→ **TEXTE FOURNI**:
****************
Le Temps de la Strategie

3.31 La valeur : un concept clé pour construire des stratégies innovantes (1)


Introduction : Le concept de valeur à fait l'objet de nombreuses controverses en économie

Selon les auteurs, il existe deux grands systèmes de conception de la Valeur : une conception objective et une conception subjective.

- La conception objective de la valeur se construit à partir des éléments réels qui ont été mis en jeu dans la fabrication d'un produit ou d'un service : matières, recherche - développement, investissement machines, temps de travail, coût de distribution, profits etc... Il est possible de mesurer les différents agrégats qui constituent le produit et le service et ainsi de définir le " juste prix ". On retrouvera dans cette vision des auteurs comme Adam Smith, David Ricardo (1772-1823), Karl Marx

- La conception subjective de la valeur repose sur " la désidérabilité " du bien par le consommateur. C'est le désir de celui-ci qui fonde la valeur. Il s'agit donc d'une estimation qui est faite par les acteurs économiques en fonction davantage de ce qu'il représente que des coûts réels liés aux ressources mobilisées pour le fabriquer. La valeur par exemple d'une oeuvre d'art s'inscrit dans cette conception. Il est impossible de définir son prix en fonction de son coût de fabrication mais en fonction d'une évaluation subjective attribuée par le marché. Des auteurs très anciens comme Démocrite, Saint Thomas Daquin, ou les scolastiques espagnoles ont inspiré cette conception qui a été reprise par des économistes comme Turgot, Jean Baptiste Say, Condillac, Carl Menger et Leon Walras.
****************
Entrées d'annotation par coordonnées
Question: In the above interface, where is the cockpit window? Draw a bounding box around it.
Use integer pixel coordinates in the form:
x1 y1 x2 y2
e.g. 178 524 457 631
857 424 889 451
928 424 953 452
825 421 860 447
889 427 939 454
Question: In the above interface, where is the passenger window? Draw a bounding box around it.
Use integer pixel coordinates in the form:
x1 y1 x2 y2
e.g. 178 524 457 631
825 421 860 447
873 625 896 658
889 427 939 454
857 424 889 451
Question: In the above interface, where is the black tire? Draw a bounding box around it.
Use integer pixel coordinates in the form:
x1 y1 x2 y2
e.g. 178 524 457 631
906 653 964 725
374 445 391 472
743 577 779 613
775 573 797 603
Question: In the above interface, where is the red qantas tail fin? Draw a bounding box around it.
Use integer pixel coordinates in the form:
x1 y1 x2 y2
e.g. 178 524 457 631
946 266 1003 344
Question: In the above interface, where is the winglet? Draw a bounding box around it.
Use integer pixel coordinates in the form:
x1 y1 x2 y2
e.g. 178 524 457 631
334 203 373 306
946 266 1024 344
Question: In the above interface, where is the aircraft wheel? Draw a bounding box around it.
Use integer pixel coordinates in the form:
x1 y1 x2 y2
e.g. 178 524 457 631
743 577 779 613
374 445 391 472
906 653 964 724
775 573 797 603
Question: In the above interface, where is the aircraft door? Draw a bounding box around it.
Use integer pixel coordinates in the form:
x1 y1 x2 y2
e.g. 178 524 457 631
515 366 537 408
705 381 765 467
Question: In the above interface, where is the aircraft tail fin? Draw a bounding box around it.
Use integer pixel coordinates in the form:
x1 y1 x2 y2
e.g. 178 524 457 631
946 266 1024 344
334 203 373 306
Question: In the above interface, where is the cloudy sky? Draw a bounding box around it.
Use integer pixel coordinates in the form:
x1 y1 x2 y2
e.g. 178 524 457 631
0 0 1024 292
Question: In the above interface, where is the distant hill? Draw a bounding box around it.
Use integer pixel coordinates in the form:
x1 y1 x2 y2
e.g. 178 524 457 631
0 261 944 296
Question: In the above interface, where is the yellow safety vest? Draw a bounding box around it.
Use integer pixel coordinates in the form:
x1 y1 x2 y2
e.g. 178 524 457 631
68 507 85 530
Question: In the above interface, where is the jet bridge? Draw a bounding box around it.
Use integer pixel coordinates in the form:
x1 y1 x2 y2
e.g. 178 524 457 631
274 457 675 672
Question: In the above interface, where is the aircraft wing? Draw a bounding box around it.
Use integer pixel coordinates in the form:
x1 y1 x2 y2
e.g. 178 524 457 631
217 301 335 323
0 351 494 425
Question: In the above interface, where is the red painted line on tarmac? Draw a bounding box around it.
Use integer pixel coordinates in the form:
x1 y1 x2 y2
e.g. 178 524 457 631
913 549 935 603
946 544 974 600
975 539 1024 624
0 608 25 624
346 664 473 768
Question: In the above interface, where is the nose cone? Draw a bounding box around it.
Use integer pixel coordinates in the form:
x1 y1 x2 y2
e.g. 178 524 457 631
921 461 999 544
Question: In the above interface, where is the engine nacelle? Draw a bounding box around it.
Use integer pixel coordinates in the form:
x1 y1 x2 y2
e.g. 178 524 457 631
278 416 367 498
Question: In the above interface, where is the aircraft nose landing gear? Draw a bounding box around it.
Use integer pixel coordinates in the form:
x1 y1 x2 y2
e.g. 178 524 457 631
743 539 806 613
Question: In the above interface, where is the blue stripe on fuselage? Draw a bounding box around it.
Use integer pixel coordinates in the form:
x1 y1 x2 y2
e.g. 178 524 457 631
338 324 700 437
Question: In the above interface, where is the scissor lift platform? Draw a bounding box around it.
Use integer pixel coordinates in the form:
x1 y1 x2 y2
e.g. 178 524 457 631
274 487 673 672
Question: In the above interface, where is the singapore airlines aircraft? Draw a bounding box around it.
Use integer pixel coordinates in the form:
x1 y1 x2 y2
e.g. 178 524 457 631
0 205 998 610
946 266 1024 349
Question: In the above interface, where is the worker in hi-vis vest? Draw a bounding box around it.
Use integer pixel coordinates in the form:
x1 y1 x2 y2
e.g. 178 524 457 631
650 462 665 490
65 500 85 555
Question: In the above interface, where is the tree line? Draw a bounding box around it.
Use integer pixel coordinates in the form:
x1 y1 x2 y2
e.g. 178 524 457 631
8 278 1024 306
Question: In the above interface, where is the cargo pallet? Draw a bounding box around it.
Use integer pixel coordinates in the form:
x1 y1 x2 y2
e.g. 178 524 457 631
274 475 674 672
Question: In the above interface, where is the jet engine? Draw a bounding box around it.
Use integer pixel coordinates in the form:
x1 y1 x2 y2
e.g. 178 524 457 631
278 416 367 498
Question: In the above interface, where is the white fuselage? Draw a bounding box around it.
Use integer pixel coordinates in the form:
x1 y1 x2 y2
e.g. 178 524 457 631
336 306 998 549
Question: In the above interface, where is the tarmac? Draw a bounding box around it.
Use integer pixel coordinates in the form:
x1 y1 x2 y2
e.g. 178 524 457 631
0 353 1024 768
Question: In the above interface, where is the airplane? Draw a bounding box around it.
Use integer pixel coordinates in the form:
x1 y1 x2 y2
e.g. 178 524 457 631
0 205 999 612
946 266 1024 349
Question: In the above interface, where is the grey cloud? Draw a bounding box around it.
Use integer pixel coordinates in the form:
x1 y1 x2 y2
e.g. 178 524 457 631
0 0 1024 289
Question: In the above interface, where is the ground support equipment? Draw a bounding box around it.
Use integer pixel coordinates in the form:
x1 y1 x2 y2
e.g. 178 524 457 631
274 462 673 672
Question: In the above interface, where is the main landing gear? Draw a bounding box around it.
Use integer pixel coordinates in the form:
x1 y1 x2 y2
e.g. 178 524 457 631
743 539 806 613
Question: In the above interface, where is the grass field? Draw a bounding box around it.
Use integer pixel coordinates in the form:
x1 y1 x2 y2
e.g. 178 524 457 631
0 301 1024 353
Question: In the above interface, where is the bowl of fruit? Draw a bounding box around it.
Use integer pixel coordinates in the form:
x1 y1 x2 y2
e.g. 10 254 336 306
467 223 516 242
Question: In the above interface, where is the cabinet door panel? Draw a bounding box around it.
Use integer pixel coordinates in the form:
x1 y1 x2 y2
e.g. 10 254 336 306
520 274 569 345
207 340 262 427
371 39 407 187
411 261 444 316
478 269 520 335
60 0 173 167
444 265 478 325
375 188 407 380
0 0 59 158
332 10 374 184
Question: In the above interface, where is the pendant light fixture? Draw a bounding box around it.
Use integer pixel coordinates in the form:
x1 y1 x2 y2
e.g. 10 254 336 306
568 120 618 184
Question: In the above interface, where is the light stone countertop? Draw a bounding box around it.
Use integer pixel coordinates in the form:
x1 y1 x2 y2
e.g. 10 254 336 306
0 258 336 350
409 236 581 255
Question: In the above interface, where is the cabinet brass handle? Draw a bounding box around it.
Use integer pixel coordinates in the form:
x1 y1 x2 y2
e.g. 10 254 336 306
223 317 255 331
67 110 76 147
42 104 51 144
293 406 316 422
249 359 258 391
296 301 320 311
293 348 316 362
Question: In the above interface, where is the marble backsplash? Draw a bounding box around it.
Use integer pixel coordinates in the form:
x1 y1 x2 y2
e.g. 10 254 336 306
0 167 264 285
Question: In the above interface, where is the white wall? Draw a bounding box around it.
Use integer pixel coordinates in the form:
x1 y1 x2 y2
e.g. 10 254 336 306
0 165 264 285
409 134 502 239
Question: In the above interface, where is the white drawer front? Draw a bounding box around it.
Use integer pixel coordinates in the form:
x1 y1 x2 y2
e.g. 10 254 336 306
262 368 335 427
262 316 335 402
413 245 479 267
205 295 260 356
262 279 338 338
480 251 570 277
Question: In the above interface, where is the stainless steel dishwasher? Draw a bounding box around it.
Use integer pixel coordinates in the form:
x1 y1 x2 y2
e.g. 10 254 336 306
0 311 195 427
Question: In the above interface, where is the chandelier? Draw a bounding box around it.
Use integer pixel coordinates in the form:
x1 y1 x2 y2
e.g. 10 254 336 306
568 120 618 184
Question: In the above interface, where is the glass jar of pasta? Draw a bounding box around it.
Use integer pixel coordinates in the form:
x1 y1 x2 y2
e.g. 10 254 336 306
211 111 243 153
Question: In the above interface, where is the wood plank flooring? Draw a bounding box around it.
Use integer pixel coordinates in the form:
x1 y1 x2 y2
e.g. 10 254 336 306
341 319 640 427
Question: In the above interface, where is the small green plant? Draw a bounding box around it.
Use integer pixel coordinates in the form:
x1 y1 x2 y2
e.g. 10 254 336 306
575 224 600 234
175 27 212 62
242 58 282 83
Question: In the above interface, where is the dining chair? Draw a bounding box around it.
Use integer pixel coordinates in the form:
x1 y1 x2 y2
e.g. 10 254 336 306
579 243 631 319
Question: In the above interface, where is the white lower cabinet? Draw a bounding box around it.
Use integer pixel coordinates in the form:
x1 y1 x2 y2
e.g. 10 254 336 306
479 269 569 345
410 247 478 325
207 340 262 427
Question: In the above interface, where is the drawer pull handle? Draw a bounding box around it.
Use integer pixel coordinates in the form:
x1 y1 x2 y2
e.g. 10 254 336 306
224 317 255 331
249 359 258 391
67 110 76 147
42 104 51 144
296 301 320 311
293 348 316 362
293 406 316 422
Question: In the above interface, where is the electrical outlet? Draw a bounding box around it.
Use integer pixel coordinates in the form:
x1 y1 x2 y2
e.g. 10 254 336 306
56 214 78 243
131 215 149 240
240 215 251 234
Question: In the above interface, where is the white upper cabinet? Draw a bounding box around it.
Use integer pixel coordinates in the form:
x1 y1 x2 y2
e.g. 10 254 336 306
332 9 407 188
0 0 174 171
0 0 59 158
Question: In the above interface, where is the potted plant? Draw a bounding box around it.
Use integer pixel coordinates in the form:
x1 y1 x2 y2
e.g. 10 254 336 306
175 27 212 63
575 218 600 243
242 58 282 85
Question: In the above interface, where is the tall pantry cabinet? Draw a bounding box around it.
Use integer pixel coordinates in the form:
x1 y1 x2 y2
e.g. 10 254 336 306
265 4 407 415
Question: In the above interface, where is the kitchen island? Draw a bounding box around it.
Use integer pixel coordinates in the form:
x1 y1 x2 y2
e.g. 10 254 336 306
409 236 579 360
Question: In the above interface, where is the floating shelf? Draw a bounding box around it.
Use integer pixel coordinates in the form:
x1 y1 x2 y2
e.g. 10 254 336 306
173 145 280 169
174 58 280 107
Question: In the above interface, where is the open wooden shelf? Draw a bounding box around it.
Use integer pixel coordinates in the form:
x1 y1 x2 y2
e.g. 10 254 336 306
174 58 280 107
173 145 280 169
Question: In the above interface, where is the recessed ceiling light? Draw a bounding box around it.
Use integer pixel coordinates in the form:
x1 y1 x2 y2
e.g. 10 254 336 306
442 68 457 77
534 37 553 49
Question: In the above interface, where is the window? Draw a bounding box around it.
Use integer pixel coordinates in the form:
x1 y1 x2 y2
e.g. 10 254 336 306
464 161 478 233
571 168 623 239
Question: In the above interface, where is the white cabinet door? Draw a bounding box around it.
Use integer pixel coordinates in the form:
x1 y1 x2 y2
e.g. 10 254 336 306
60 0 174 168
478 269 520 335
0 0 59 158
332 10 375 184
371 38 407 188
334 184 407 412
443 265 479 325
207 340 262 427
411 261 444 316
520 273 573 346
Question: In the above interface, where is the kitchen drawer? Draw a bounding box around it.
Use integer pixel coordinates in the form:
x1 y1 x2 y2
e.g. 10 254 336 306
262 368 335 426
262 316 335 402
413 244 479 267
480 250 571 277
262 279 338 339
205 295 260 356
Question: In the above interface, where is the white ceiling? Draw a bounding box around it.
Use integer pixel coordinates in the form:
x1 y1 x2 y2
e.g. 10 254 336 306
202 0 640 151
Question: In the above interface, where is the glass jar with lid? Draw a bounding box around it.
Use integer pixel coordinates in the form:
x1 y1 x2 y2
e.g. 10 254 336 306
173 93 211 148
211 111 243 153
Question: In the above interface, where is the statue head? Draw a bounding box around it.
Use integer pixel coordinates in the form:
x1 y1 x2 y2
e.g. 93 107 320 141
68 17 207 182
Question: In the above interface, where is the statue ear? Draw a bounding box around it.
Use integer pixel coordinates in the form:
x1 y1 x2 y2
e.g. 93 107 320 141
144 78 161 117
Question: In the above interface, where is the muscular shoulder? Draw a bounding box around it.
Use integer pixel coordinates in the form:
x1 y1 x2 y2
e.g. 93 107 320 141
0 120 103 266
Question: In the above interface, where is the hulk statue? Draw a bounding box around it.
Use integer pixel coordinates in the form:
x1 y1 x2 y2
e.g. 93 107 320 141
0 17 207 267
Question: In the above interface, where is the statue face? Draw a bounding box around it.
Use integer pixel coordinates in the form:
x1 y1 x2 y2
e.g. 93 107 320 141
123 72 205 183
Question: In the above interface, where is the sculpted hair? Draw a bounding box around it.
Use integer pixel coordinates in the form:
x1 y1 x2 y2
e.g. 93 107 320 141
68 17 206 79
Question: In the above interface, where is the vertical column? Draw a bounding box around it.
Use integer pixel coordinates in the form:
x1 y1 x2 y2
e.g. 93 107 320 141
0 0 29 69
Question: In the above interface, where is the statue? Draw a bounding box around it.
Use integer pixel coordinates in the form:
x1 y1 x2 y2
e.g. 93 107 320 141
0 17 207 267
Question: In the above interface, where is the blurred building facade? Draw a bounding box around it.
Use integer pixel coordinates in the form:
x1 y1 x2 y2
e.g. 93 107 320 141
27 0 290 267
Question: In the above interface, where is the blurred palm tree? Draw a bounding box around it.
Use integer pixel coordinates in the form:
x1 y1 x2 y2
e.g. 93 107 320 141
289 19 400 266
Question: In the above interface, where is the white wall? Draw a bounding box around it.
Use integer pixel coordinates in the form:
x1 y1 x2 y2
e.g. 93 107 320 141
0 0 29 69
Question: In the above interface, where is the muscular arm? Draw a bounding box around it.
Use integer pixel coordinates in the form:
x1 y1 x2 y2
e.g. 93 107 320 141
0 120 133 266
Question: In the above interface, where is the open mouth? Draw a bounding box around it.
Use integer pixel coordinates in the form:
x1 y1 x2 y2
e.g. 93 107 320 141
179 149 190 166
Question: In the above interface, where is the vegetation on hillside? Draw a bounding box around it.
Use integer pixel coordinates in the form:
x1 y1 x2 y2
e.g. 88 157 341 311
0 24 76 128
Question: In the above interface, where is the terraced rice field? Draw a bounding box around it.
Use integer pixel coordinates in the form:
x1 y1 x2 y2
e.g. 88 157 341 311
****************
→ **CONSIGNE**: Restituez intégralement le texte sur les conceptions de la valeur, sans en modifier un seul mot. Ces données proviennent d'une autre source que le texte.

→ **TRAVAIL TERMINÉ**:
Le Temps de la Strategie

3.31 La valeur : un concept clé pour construire des stratégies innovantes (1)


Introduction : Le concept de valeur à fait l'objet de nombreuses controverses en économie

Selon les auteurs, il existe deux grands systèmes de conception de la Valeur : une conception objective et une conception subjective.

- La conception objective de la valeur se construit à partir des éléments réels qui ont été mis en jeu dans la fabrication d'un produit ou d'un service : matières, recherche - développement, investissement machines, temps de travail, coût de distribution, profits etc... Il est possible de mesurer les différents agrégats qui constituent le produit et le service et ainsi de définir le " juste prix ". On retrouvera dans cette vision des auteurs comme Adam Smith, David Ricardo (1772-1823), Karl Marx

- La conception subjective de la valeur repose sur " la désidérabilité " du bien par le consommateur. C'est le désir de celui-ci qui fonde la valeur. Il s'agit donc d'une estimation qui est faite par les acteurs économiques en fonction davantage de ce qu'il représente que des coûts réels liés aux ressources mobilisées pour le fabriquer. La valeur par exemple d'une oeuvre d'art s'inscrit dans cette conception. Il est impossible de définir son prix en fonction de son coût de fabrication mais en fonction d'une évaluation subjective attribuée par le marché. Des auteurs très anciens comme Démocrite, Saint Thomas Daquin, ou les scolastiques espagnoles ont inspiré cette conception qui a été reprise par des économistes comme Turgot, Jean Baptiste Say, Condillac, Carl Menger et Leon Walras.